## What is asked:
Transcribe the entries below line for line, without changing a single character.

## Extracted information:
################

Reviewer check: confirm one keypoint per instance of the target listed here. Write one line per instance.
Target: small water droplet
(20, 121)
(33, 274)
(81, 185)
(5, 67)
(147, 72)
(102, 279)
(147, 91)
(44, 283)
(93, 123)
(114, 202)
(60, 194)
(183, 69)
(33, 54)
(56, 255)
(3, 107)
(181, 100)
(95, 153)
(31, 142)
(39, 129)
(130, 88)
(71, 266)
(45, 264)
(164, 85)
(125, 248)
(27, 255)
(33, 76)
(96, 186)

################

## Complete response:
Reviewer check: confirm one keypoint per instance of the target listed here. Write one line per instance.
Target: small water droplet
(20, 121)
(33, 274)
(81, 185)
(5, 67)
(147, 72)
(102, 279)
(147, 91)
(44, 283)
(93, 123)
(114, 202)
(60, 194)
(183, 69)
(33, 54)
(56, 255)
(3, 107)
(181, 100)
(95, 153)
(31, 142)
(39, 129)
(130, 88)
(71, 266)
(45, 264)
(164, 85)
(125, 248)
(27, 255)
(33, 76)
(96, 186)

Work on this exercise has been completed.